------ Data provided

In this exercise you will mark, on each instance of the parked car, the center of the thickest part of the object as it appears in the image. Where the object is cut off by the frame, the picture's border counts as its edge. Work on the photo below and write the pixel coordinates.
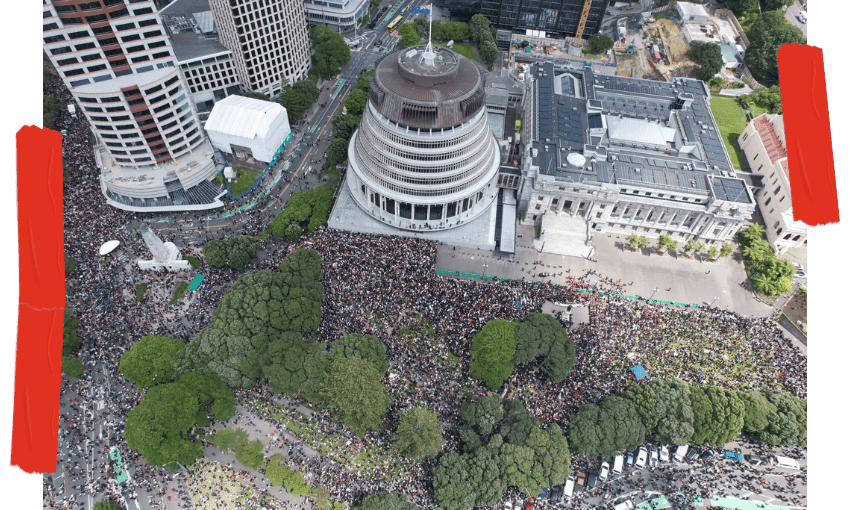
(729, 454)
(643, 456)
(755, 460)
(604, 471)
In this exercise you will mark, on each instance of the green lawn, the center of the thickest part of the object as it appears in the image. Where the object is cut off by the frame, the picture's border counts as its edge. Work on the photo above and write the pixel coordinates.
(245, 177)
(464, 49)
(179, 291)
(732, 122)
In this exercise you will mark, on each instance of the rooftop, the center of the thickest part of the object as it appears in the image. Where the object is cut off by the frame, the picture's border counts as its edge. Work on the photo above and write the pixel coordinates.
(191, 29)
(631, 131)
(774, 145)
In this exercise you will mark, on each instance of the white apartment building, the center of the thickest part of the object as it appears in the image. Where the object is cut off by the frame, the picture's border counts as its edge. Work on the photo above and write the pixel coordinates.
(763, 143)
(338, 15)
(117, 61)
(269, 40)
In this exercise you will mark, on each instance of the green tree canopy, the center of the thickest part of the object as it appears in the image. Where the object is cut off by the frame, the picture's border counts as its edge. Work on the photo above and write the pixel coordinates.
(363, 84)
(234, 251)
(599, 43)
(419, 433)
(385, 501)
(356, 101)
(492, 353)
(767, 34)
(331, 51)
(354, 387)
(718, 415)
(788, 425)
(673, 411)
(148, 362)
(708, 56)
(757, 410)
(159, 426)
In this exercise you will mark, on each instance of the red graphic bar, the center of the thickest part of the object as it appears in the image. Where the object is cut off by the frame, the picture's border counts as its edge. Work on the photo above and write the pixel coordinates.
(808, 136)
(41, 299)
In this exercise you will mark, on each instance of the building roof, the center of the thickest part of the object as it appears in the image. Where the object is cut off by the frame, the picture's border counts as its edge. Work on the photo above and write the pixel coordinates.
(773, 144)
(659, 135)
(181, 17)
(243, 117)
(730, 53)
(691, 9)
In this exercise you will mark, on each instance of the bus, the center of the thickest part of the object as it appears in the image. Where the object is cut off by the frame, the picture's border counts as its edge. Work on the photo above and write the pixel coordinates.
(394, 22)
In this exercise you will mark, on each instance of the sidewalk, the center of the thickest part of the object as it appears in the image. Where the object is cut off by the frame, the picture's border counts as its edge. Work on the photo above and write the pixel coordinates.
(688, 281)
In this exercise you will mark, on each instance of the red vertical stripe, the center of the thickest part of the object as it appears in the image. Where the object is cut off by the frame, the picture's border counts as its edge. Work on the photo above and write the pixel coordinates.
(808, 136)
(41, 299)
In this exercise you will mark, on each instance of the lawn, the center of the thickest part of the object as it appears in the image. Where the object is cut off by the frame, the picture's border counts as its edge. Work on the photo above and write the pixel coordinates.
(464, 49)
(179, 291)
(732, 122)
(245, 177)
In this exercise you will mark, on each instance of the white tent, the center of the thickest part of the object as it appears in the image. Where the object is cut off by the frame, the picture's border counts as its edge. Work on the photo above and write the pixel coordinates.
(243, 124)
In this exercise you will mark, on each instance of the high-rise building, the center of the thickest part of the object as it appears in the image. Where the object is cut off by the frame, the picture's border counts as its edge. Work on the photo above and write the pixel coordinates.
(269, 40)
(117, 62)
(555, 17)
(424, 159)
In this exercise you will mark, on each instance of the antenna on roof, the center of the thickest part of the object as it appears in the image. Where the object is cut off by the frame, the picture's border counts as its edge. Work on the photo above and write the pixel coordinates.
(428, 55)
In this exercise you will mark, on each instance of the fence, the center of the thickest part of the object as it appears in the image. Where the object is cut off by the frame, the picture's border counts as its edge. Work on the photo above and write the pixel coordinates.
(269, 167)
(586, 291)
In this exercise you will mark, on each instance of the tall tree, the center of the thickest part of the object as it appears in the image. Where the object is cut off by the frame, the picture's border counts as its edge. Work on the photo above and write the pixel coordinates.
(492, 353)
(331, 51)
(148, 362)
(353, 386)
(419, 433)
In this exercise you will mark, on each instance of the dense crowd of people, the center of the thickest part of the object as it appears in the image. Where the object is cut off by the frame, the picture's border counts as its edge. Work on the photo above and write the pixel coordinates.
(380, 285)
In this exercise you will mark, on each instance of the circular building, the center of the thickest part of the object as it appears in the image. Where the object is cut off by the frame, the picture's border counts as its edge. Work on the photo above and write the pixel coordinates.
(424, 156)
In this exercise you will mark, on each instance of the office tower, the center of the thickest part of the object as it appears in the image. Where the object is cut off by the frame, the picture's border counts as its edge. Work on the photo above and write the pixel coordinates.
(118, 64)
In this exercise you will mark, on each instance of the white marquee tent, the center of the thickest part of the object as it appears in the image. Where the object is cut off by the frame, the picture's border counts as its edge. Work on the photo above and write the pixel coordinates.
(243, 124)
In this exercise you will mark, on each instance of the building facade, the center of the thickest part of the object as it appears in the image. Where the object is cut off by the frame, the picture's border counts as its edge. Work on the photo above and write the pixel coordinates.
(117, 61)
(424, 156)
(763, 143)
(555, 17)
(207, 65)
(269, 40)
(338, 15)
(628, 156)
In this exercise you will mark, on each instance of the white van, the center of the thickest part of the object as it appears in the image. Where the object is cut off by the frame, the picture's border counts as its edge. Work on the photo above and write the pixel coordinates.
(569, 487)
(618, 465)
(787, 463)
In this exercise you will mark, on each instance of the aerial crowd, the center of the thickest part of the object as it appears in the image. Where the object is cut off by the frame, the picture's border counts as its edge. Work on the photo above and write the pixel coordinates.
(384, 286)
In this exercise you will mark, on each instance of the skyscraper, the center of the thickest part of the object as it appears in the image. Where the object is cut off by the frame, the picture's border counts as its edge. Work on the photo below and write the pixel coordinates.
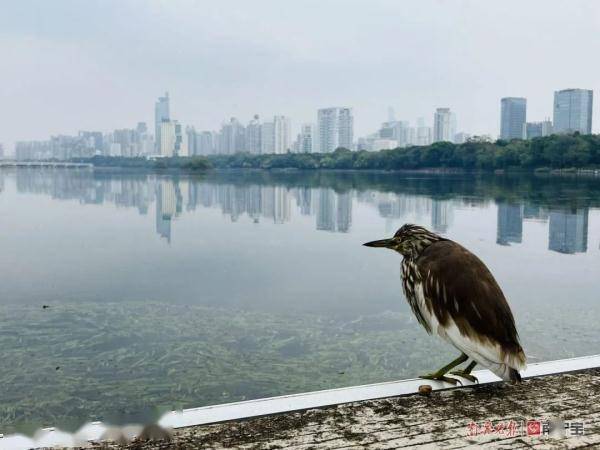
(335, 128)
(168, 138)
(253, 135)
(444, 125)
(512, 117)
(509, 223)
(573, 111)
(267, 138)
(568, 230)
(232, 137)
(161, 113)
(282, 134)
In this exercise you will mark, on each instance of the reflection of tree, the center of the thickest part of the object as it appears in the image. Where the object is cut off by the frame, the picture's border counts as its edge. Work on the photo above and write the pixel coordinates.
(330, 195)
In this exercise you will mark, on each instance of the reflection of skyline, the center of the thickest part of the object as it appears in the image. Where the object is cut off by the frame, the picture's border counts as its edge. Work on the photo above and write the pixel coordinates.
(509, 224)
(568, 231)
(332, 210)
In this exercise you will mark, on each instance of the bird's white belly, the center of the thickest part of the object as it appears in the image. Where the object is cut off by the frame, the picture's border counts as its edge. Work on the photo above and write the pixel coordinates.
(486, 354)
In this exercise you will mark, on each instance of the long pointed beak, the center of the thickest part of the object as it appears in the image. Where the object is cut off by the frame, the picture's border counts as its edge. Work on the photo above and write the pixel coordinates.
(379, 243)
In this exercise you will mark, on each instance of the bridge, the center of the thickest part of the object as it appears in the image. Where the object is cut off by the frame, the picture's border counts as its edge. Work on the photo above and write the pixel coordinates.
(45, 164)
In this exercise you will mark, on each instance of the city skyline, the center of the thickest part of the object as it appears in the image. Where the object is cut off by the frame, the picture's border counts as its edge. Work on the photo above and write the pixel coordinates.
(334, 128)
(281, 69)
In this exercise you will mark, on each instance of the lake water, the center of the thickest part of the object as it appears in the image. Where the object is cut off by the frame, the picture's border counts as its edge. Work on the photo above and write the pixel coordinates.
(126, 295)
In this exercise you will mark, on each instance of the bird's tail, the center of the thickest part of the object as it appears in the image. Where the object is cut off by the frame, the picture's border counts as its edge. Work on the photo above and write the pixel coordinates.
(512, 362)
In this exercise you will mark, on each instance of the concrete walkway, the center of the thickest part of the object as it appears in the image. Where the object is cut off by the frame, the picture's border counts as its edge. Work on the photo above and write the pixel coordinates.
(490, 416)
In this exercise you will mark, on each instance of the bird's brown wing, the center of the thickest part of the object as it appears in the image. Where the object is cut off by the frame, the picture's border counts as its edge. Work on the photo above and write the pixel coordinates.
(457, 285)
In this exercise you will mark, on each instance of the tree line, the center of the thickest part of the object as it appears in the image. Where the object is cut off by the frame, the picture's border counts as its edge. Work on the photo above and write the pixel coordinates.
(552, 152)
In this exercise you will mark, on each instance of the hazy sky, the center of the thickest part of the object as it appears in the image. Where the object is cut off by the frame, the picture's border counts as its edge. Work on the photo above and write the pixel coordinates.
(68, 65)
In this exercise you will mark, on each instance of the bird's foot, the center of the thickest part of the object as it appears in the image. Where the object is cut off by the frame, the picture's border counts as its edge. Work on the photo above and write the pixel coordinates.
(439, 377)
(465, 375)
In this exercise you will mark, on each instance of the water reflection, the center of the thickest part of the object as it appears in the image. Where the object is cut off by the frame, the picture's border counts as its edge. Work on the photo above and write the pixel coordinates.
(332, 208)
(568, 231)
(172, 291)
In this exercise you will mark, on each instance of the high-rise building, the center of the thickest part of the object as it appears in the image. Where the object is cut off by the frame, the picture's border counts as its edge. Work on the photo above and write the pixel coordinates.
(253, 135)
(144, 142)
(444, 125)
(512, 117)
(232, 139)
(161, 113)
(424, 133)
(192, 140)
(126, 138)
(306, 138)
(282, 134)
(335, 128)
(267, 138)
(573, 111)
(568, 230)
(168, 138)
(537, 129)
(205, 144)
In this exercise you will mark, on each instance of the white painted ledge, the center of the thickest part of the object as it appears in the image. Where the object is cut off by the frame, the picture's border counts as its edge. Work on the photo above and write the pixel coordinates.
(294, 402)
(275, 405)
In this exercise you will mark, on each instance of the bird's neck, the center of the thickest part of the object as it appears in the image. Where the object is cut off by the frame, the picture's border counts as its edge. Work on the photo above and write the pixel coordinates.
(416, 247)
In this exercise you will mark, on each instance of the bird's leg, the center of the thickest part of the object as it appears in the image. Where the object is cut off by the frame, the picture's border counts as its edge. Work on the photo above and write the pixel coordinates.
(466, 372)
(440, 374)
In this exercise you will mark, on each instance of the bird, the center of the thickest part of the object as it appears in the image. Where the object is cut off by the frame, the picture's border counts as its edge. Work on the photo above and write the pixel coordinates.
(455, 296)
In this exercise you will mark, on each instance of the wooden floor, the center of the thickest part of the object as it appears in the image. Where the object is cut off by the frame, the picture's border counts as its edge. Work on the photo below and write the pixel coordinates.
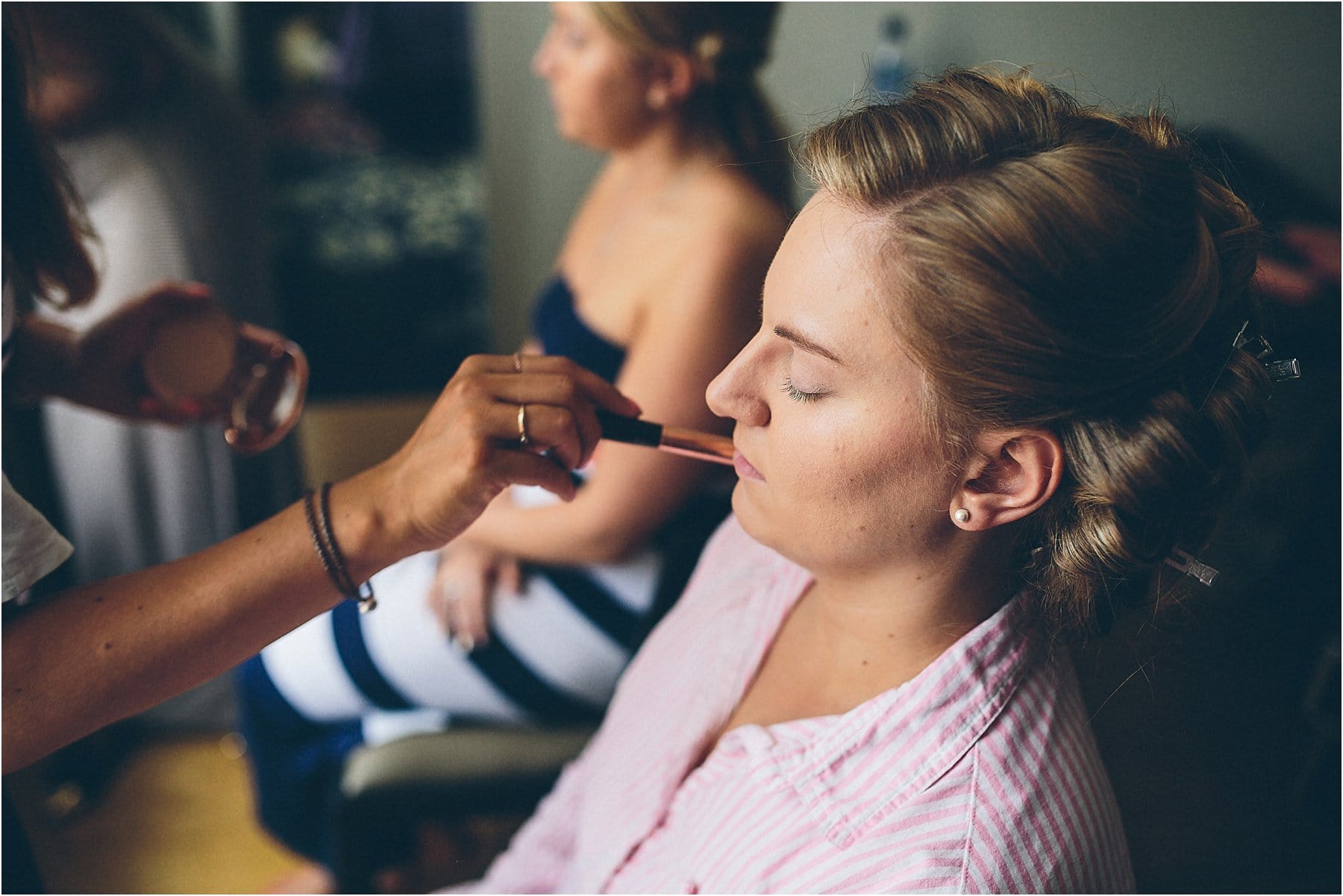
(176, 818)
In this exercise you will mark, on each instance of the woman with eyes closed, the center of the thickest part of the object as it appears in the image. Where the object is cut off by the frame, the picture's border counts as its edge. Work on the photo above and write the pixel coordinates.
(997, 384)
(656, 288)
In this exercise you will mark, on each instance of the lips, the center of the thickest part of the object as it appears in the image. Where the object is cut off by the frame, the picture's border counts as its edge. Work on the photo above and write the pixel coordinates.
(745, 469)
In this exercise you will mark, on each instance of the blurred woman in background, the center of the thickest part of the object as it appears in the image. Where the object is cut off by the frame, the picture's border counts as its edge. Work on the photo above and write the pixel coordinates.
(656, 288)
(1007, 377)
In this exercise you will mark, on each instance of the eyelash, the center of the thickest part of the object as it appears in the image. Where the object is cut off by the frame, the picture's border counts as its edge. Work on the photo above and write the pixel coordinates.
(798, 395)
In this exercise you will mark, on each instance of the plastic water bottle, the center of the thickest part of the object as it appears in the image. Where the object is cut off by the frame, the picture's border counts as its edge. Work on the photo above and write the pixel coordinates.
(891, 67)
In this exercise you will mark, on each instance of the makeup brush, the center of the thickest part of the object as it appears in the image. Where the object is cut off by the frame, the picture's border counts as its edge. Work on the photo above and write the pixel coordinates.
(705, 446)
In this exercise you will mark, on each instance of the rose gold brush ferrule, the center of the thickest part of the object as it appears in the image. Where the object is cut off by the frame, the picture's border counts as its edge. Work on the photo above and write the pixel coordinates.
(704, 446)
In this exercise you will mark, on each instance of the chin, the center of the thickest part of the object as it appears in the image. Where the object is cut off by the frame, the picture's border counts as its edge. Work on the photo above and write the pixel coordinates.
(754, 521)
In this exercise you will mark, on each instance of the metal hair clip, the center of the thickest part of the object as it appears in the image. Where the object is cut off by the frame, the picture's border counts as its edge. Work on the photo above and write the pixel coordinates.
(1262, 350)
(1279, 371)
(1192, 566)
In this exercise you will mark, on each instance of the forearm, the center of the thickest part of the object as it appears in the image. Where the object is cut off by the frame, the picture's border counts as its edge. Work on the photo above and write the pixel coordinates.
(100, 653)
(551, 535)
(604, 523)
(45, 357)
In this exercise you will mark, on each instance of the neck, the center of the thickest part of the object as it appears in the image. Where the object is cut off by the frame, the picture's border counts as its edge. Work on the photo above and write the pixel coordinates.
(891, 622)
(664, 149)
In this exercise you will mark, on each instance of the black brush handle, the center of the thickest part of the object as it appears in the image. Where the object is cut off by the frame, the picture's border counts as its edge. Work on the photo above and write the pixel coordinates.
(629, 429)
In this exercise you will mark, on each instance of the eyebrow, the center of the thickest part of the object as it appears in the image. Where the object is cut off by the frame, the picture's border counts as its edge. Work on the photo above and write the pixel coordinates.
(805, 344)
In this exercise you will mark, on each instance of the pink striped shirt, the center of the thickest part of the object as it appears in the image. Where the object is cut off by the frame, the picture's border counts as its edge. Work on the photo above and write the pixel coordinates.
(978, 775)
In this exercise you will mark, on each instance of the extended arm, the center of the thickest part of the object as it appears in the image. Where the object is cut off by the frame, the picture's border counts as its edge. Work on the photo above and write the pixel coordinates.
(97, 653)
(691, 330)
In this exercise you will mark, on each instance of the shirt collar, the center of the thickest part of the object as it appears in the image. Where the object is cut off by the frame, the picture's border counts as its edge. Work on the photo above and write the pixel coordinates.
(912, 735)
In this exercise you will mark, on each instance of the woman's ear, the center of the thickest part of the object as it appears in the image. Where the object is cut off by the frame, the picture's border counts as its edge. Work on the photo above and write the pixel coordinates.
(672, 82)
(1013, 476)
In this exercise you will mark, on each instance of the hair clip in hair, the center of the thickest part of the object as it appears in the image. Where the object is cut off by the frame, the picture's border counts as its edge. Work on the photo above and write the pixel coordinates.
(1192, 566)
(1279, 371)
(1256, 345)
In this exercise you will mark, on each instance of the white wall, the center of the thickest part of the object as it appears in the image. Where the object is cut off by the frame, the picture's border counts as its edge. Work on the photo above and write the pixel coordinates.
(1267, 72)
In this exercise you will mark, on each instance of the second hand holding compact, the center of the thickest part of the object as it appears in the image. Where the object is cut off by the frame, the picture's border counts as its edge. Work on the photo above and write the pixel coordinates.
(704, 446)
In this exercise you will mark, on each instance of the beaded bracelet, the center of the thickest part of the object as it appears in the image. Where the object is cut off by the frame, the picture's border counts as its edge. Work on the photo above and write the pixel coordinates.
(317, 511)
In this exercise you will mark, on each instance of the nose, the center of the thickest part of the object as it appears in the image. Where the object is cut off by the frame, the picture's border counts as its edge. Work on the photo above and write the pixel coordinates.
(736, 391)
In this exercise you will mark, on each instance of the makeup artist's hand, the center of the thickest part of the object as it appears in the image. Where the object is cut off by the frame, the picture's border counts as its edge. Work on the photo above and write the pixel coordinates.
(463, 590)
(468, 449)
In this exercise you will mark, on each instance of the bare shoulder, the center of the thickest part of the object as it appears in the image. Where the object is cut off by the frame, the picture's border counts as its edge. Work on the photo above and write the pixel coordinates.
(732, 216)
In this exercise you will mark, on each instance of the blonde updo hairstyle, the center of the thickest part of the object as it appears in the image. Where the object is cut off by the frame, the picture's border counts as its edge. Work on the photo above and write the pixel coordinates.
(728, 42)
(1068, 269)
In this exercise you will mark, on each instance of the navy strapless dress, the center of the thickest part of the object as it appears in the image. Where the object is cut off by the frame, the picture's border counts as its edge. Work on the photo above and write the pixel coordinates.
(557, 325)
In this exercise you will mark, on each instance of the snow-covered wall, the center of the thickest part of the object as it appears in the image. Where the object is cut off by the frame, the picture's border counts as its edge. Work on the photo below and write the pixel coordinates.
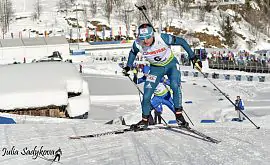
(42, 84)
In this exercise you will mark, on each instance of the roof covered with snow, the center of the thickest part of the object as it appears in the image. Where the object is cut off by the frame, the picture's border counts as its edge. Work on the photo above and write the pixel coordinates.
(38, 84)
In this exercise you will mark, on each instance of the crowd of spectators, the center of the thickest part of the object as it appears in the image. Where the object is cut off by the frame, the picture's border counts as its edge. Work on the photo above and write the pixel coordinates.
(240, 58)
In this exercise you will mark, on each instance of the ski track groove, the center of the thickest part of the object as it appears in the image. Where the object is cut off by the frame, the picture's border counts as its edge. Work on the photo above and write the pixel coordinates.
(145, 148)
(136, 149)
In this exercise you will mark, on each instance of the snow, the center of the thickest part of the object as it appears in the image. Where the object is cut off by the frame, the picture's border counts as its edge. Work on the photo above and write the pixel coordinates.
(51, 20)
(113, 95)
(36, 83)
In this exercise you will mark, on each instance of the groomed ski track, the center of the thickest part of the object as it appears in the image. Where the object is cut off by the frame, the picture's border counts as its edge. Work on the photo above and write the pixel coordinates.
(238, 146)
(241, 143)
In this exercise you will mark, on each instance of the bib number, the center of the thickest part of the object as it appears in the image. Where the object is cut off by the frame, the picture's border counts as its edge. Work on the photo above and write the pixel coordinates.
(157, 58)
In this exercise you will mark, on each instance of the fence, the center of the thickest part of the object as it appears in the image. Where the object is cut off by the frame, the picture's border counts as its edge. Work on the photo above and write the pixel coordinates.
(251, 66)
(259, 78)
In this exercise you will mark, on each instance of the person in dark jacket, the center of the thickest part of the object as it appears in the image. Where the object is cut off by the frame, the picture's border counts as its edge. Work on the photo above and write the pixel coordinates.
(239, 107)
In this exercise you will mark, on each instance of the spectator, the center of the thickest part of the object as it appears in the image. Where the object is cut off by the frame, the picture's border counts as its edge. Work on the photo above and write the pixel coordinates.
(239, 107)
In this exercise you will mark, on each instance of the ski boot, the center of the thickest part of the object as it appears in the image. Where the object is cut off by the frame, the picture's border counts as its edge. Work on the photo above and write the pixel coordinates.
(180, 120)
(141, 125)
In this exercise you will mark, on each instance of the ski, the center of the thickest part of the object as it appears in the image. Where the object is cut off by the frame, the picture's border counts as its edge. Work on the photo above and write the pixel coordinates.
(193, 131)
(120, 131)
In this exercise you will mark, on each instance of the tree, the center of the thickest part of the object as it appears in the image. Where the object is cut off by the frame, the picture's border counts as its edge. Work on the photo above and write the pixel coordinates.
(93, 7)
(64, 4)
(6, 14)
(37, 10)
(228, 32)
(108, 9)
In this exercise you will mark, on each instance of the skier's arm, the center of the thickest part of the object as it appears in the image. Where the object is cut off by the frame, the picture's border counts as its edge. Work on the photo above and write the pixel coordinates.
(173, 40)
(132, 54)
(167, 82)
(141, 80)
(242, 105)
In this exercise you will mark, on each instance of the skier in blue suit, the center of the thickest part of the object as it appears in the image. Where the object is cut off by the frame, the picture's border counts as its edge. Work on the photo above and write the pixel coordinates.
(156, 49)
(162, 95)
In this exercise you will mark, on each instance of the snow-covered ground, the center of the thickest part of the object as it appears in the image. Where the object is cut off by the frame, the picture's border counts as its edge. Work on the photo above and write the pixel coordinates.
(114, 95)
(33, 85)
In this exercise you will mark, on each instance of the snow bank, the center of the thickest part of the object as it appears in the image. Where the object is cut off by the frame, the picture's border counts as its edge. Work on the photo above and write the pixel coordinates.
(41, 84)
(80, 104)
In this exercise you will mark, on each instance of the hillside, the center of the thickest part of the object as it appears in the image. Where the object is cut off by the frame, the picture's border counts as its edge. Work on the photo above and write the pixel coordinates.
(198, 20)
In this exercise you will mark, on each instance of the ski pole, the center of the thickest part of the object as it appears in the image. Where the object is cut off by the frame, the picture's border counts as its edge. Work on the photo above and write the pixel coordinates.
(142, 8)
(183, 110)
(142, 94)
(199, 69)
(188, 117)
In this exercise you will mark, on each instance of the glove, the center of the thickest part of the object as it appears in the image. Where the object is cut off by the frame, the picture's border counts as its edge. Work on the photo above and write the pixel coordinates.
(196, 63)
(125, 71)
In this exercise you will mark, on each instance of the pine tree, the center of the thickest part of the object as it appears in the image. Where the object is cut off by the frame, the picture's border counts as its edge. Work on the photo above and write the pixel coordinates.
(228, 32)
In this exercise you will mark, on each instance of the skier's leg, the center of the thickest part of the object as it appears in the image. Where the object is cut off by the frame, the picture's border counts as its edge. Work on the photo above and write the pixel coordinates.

------------

Written request
Every line from the line containing "the glove, the" to the last line of the material above must be repeated exactly, and no other line.

Response for this exercise
In this exercise you will mark, on each instance of the glove, the center of the thickest part of the object as it appears in the image. Where the object is cut off by the frame, the picture's border counts as its edge. Work on the photo above and write the pixel coordinates.
(196, 63)
(125, 71)
In this exercise you will mark, on each instance of the pine tree, the center of the thickest part of the object as it appears in the image. Where the object is cut off by the frame, the picture's border counts as its edge. Work on the photo above and write the pixel coordinates.
(228, 32)
In this exercise you will mark, on each instance of the skier's leg, the center of the thickest part of the object as it appears in the image. Where the object is cut off by the frame, the picture's border counts as its edge. Work on the photo above and write the pixel coordinates.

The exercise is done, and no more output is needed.